GIVEN INSTRUCTION A:
Please copy the records word for word, from their first line through the line holding "882), (937, 895)]]", inclusive.

EXCERPTED TEXT:
#####

LastButNotLeast said:


> So keep using v.4?!
> onder:


Yea, I'm hoping to avoid going back to REW v4. I got good results with it, but I had to do a lot of manual work to get it as close as I wanted it. I think partially because it does not add gain filters but REW 5 does.

So anyway I am anticipating that REW 5 can do a better job than REW 4 so I don't want to give up on it. I am waiting to hear what John has to say and then follow his plan of attack for getting to the bottom of this. If it does turn out that v4 is much better at setting filters for my situation I want to help John figure out why so he can resolve the issues in v5.


----------



## JohnM (Apr 11, 2006)

Please make a measurement with your preset 9 filters in use to see what that response looks like. Bear in mind that the RTA comes a distant second to making a measurement, don't use the RTA to judge results.

REW is making little change to the response because it is pretty smooth to start with, there is little for it to do. Your "after" response, however, is not a good match to the Predicted response which suggests that not all of the signal being measured has passed through the BFD and the sub. What speakers are running when you make your measurement, sub only or sub + mains or sub + 1 main? Sub only is required for the filters to be meaningful but you mention using the main speakers test signal to check levels?

What are the Target Settings in the EQ window? Do you have a house curve loaded?


----------



## lovingdvd (Jan 23, 2007)

JohnM said:


> Please make a measurement with your preset 9 filters in use to see what that response looks like. Bear in mind that the RTA comes a distant second to making a measurement, don't use the RTA to judge results.


OK, good to know. Although I can say for sure that when playing the Pink PN noise while the RTA is going that the base sounds much smoother on the channel 9 with the good input. When I switch the BFD to channel 1 with the new filtered results or with no filters the base turns muddy in comparison.



> REW is making little change to the response because it is pretty smooth to start with, there is little for it to do. Your "after" response, however, is not a good match to the Predicted response which suggests that not all of the signal being measured has passed through the BFD and the sub. What speakers are running when you make your measurement, sub only or sub + mains or sub + 1 main? Sub only is required for the filters to be meaningful but you mention using the main speakers test signal to check levels?


Allow me to clarify, as it sounds like I am doing this part wrong...

On the Preferences for Soundcard I have selected "Use Main Speaker to Check/Set Levels". Then I run Check Levels and set the volume on the AVR so that the Radio Shack SPL reads 75db when it checks the sound.

It sounds like I should be using "Use subwoofer to Check/Set Levels" instead? I do recall briefly choosing that and checking the levels and the Radio Shack meter was pinned on the 70db setting (so this level did not match with the 75db level on the AVR). However I did not keep the setting this way and I didn't use it this way, which it sounds like I should?

When I make my measurements I have the sub + front left main + front right main. My rationale there was that all these speakers will be playing together for real, so I need to take the bass they are providing into account in the calibration. This seems logical to me, but from what you are saying I gather I should not be doing this - and instead I should disconnect the mains so that it is the sub only? 

So when my RTA is going I am also having the sub + left/right mains going.

Based on all of the above do you think that is causing these problems? I can't recall for sure but I thought I did my original calibration this way.



> What are the Target Settings in the EQ window? Do you have a house curve loaded?

#####

DATASET:
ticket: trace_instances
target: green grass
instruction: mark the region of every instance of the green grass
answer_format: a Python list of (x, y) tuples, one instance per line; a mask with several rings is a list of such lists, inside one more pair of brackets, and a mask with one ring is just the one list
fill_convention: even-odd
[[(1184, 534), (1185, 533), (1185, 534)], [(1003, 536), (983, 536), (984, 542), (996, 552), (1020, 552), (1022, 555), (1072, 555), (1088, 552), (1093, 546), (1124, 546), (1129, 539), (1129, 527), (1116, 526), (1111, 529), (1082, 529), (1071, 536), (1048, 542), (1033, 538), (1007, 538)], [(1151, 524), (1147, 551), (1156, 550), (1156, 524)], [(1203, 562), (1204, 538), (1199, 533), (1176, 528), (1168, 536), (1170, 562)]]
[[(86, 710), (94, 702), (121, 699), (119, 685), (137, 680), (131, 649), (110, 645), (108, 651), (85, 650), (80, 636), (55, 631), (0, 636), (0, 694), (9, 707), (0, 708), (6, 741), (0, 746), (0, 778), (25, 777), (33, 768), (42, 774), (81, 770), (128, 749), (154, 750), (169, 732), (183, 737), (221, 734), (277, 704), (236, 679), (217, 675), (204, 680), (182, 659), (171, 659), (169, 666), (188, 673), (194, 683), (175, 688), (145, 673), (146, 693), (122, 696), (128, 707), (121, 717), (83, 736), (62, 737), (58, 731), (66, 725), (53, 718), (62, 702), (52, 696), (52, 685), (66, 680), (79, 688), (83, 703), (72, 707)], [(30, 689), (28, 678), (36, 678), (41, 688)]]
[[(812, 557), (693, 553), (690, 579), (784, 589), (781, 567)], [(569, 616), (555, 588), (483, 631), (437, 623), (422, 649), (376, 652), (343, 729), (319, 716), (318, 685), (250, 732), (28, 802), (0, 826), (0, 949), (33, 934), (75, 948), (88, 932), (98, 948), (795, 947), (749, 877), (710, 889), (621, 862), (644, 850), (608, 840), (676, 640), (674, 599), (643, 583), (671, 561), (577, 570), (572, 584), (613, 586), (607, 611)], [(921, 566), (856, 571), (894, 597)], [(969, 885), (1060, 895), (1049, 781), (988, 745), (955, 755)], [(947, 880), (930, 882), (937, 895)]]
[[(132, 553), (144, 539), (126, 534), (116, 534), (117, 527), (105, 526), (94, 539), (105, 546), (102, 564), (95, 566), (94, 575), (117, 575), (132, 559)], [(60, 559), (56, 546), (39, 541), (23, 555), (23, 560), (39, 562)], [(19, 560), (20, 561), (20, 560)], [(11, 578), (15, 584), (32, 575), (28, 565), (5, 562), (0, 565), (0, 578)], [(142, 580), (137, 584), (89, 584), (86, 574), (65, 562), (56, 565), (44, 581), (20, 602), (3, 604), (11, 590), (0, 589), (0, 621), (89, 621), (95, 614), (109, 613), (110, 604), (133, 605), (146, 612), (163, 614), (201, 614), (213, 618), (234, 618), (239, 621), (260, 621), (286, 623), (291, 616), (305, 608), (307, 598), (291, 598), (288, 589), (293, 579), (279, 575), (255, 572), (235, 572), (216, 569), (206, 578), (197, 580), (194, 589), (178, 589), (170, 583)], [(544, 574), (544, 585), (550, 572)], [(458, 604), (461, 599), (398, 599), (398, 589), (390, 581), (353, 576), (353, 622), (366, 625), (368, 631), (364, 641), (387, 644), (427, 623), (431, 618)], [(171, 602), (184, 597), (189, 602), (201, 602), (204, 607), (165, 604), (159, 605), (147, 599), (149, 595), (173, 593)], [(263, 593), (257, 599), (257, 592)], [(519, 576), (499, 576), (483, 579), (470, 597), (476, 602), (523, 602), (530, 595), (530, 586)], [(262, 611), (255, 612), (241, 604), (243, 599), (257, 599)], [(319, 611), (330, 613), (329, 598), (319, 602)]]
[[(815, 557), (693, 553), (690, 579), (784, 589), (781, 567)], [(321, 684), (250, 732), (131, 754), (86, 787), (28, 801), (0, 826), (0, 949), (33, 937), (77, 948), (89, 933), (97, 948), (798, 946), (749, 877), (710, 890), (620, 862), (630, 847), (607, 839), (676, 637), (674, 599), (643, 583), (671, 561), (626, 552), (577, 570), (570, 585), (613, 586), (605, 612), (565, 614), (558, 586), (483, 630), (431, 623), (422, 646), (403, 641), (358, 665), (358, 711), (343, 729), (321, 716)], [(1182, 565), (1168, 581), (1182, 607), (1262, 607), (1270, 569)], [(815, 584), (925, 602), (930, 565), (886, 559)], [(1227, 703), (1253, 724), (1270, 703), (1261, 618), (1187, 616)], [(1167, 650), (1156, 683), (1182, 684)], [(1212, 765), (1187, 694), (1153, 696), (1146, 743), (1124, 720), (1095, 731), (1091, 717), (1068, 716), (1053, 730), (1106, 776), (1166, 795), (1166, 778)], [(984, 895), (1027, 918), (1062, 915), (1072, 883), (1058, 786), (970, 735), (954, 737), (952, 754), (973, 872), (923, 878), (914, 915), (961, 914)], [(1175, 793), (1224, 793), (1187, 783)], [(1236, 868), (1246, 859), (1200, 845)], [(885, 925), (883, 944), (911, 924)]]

#####

GIVEN INSTRUCTION B:
In the REW forum thread, which speakers does lovingdvd say are running during measurements?

CORRECT ANSWER A:
ticket: trace_instances
target: green grass
instruction: mark the region of every instance of the green grass
answer_format: a Python list of (x, y) tuples, one instance per line; a mask with several rings is a list of such lists, inside one more pair of brackets, and a mask with one ring is just the one list
fill_convention: even-odd
[[(1184, 534), (1185, 533), (1185, 534)], [(1003, 536), (983, 536), (984, 542), (996, 552), (1020, 552), (1022, 555), (1072, 555), (1088, 552), (1093, 546), (1124, 546), (1129, 539), (1129, 527), (1116, 526), (1111, 529), (1082, 529), (1071, 536), (1048, 542), (1033, 538), (1007, 538)], [(1151, 524), (1147, 551), (1156, 550), (1156, 524)], [(1203, 562), (1204, 538), (1199, 533), (1176, 528), (1168, 536), (1170, 562)]]
[[(86, 710), (94, 702), (121, 699), (119, 685), (137, 680), (131, 649), (110, 645), (108, 651), (85, 650), (80, 636), (55, 631), (0, 636), (0, 694), (9, 707), (0, 708), (6, 741), (0, 746), (0, 778), (25, 777), (33, 768), (42, 774), (81, 770), (128, 749), (154, 750), (169, 732), (183, 737), (221, 734), (277, 704), (236, 679), (217, 675), (204, 680), (182, 659), (171, 659), (169, 666), (188, 673), (194, 683), (175, 688), (145, 673), (146, 693), (122, 696), (128, 707), (121, 717), (83, 736), (62, 737), (58, 731), (66, 725), (53, 718), (62, 702), (52, 696), (52, 685), (66, 680), (79, 688), (83, 703), (72, 707)], [(30, 689), (28, 678), (36, 678), (41, 688)]]
[[(812, 557), (693, 553), (690, 579), (784, 589), (781, 567)], [(569, 616), (555, 588), (483, 631), (437, 623), (422, 649), (376, 652), (343, 729), (319, 716), (318, 685), (250, 732), (28, 802), (0, 826), (0, 949), (33, 934), (75, 948), (88, 932), (98, 948), (795, 947), (749, 877), (710, 889), (621, 862), (644, 850), (608, 840), (676, 640), (674, 599), (643, 583), (671, 561), (577, 570), (572, 584), (613, 586), (607, 611)], [(921, 566), (856, 571), (894, 597)], [(969, 885), (1060, 895), (1049, 781), (988, 745), (955, 755)], [(947, 880), (930, 882), (937, 895)]]

CORRECT ANSWER B:
The sub plus the front left and front right mains.